**Requirements**
Render every line of the material below as a Markdown table with the columns Row and Line, numbering each row and leaving out blank lines.

----

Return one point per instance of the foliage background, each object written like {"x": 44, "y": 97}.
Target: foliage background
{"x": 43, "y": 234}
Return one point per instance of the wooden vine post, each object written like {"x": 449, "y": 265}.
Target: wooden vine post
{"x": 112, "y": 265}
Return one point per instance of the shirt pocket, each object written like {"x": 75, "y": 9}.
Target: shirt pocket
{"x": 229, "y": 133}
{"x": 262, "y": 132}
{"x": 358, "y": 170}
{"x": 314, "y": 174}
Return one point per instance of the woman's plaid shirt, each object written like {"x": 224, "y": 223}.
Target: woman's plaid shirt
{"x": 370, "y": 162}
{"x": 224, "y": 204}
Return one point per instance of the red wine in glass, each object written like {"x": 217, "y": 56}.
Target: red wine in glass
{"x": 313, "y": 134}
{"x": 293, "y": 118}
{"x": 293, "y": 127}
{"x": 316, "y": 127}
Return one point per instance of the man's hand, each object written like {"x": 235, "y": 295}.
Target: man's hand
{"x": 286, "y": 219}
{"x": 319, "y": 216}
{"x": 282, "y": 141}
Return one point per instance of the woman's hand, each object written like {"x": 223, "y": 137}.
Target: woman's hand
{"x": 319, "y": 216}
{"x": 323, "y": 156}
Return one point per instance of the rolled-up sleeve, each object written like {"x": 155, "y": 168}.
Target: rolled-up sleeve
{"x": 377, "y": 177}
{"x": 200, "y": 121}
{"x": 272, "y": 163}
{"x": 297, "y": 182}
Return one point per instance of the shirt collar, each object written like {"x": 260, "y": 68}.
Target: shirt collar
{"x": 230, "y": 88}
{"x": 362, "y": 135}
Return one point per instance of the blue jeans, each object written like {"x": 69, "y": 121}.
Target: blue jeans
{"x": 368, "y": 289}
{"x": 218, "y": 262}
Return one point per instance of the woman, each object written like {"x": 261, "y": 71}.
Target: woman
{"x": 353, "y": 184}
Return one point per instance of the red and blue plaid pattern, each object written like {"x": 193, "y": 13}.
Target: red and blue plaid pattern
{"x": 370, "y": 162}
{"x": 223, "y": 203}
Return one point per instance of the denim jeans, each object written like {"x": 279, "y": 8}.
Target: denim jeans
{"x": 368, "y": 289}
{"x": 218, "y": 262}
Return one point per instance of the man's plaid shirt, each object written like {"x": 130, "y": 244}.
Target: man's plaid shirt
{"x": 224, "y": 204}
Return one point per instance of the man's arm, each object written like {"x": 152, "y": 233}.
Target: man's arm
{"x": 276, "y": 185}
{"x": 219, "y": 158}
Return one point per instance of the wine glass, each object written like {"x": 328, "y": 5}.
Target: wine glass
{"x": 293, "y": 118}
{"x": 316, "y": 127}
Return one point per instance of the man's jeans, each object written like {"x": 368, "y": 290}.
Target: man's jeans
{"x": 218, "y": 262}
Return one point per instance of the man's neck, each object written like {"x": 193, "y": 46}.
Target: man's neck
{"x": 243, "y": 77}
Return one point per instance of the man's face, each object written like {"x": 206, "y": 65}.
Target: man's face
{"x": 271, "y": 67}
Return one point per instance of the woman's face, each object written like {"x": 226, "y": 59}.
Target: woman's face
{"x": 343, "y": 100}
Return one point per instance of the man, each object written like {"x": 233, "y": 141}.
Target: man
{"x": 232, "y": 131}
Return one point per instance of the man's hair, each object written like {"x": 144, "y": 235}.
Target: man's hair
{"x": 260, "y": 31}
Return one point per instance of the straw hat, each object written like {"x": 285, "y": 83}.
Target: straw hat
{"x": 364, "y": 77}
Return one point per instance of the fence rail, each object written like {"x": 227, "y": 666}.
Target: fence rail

----

**Final answer**
| Row | Line |
|---|---|
| 1 | Return one point per instance of the foliage background, each object written like {"x": 44, "y": 97}. |
| 2 | Target: foliage background |
| 3 | {"x": 43, "y": 234} |
| 4 | Return one point per instance of the wooden vine post, each object written like {"x": 449, "y": 265}. |
| 5 | Target: wooden vine post |
| 6 | {"x": 112, "y": 265} |
| 7 | Return one point per instance of the shirt pocket, each object written like {"x": 75, "y": 9}. |
| 8 | Target: shirt pocket |
| 9 | {"x": 229, "y": 133} |
| 10 | {"x": 262, "y": 132} |
| 11 | {"x": 358, "y": 170} |
| 12 | {"x": 314, "y": 174} |
| 13 | Return one point per instance of the woman's plaid shirt, each object written like {"x": 224, "y": 223}. |
| 14 | Target: woman's plaid shirt |
| 15 | {"x": 370, "y": 162} |
| 16 | {"x": 224, "y": 204} |
| 17 | Return one point per instance of the red wine in glass, each object written like {"x": 217, "y": 56}. |
| 18 | Target: red wine in glass |
| 19 | {"x": 313, "y": 134} |
| 20 | {"x": 293, "y": 118} |
| 21 | {"x": 293, "y": 127} |
| 22 | {"x": 316, "y": 127} |
| 23 | Return one point per instance of the man's hand, each object written like {"x": 235, "y": 295}. |
| 24 | Target: man's hand |
| 25 | {"x": 286, "y": 219} |
| 26 | {"x": 319, "y": 216} |
| 27 | {"x": 282, "y": 141} |
| 28 | Return one point per instance of the woman's hand, each object written like {"x": 223, "y": 137}. |
| 29 | Target: woman's hand |
| 30 | {"x": 319, "y": 216} |
| 31 | {"x": 323, "y": 156} |
| 32 | Return one point per instance of the rolled-up sleeve, each object written like {"x": 155, "y": 168}. |
| 33 | Target: rolled-up sleeve |
| 34 | {"x": 377, "y": 177} |
| 35 | {"x": 200, "y": 121} |
| 36 | {"x": 272, "y": 163} |
| 37 | {"x": 297, "y": 182} |
| 38 | Return one point per instance of the shirt collar, each object written like {"x": 260, "y": 68}. |
| 39 | Target: shirt collar |
| 40 | {"x": 230, "y": 88} |
| 41 | {"x": 362, "y": 135} |
| 42 | Return one point per instance of the blue jeans, each object written like {"x": 69, "y": 121}. |
| 43 | Target: blue jeans |
| 44 | {"x": 368, "y": 289} |
| 45 | {"x": 218, "y": 262} |
| 46 | Return one point per instance of the woman, each object written like {"x": 261, "y": 71}. |
| 47 | Target: woman |
| 48 | {"x": 353, "y": 184} |
| 49 | Return one point per instance of the red and blue plaid pattern, each object written like {"x": 193, "y": 13}. |
| 50 | Target: red and blue plaid pattern |
| 51 | {"x": 370, "y": 162} |
| 52 | {"x": 223, "y": 203} |
| 53 | Return one point per instance of the denim jeans, each object written like {"x": 279, "y": 8}. |
| 54 | Target: denim jeans |
| 55 | {"x": 368, "y": 289} |
| 56 | {"x": 218, "y": 262} |
| 57 | Return one point per instance of the man's plaid shirt, each object written like {"x": 130, "y": 244}. |
| 58 | Target: man's plaid shirt |
| 59 | {"x": 224, "y": 204} |
| 60 | Return one point per instance of the man's arm, each object written like {"x": 152, "y": 233}. |
| 61 | Target: man's arm |
| 62 | {"x": 276, "y": 185} |
| 63 | {"x": 219, "y": 158} |
| 64 | Return one point per instance of the wine glass, each object written like {"x": 328, "y": 5}. |
| 65 | Target: wine glass |
| 66 | {"x": 293, "y": 118} |
| 67 | {"x": 316, "y": 127} |
| 68 | Return one point per instance of the man's jeans, each object written like {"x": 368, "y": 290}. |
| 69 | Target: man's jeans |
| 70 | {"x": 218, "y": 262} |
| 71 | Return one point per instance of the man's neck, each object written like {"x": 193, "y": 46}. |
| 72 | Target: man's neck |
| 73 | {"x": 243, "y": 77} |
| 74 | Return one point per instance of the man's face, each object written like {"x": 206, "y": 65}. |
| 75 | Target: man's face |
| 76 | {"x": 271, "y": 67} |
| 77 | Return one point per instance of the woman's face, each object written like {"x": 226, "y": 59}. |
| 78 | Target: woman's face |
| 79 | {"x": 343, "y": 100} |
| 80 | Return one point per instance of the man, each object written like {"x": 233, "y": 141}. |
| 81 | Target: man |
| 82 | {"x": 232, "y": 131} |
| 83 | Return one point per instance of the man's hair, each object written like {"x": 144, "y": 235}. |
| 84 | Target: man's hair |
| 85 | {"x": 260, "y": 31} |
| 86 | Return one point per instance of the straw hat, each object written like {"x": 285, "y": 83}. |
| 87 | Target: straw hat |
| 88 | {"x": 364, "y": 77} |
| 89 | Return one point per instance of the fence rail, each object written like {"x": 227, "y": 666}. |
| 90 | Target: fence rail |